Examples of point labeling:
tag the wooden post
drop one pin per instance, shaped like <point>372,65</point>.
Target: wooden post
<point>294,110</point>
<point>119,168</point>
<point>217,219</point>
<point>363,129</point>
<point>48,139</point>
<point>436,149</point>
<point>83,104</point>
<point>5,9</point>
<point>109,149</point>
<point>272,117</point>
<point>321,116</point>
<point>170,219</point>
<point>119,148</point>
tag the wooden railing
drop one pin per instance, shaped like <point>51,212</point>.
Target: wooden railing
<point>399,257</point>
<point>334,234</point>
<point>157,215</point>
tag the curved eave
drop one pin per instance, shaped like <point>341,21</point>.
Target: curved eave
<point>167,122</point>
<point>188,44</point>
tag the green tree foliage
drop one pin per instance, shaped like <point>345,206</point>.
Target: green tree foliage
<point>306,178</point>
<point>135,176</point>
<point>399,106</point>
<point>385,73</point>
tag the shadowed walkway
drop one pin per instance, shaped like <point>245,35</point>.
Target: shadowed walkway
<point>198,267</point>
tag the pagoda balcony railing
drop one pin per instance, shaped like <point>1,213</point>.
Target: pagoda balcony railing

(What needs to be done) Turn all the lines above into a numbered list, leaving out any blank lines.

(Result)
1. tag the wooden post
2. drop one pin per instance, shaped like <point>372,65</point>.
3. Target: wooden post
4. <point>294,110</point>
5. <point>119,168</point>
6. <point>217,219</point>
7. <point>363,129</point>
8. <point>48,139</point>
9. <point>436,149</point>
10. <point>83,104</point>
11. <point>5,9</point>
12. <point>109,149</point>
13. <point>272,117</point>
14. <point>321,116</point>
15. <point>170,219</point>
16. <point>119,148</point>
17. tag the wooden railing
18. drop one pin per instance, shaped like <point>51,212</point>.
19. Target: wooden railing
20. <point>399,257</point>
21. <point>334,234</point>
22. <point>157,215</point>
23. tag the curved eave
24. drop one pin per instance, shaped like <point>341,21</point>.
25. Target: curved eave
26. <point>167,122</point>
27. <point>188,44</point>
28. tag the green tree foliage
29. drop one pin per instance, shaped like <point>345,206</point>.
30. Target: green tree foliage
31. <point>306,178</point>
32. <point>135,176</point>
33. <point>399,106</point>
34. <point>385,73</point>
35. tag the shadowed walkway
36. drop one pin per instance, shaped like <point>245,35</point>.
37. Target: shadowed walkway
38. <point>198,267</point>
39. tag the pagoda balcony railing
40. drop one pin per instance, shaped like <point>1,213</point>.
41. Target: pagoda balcony railing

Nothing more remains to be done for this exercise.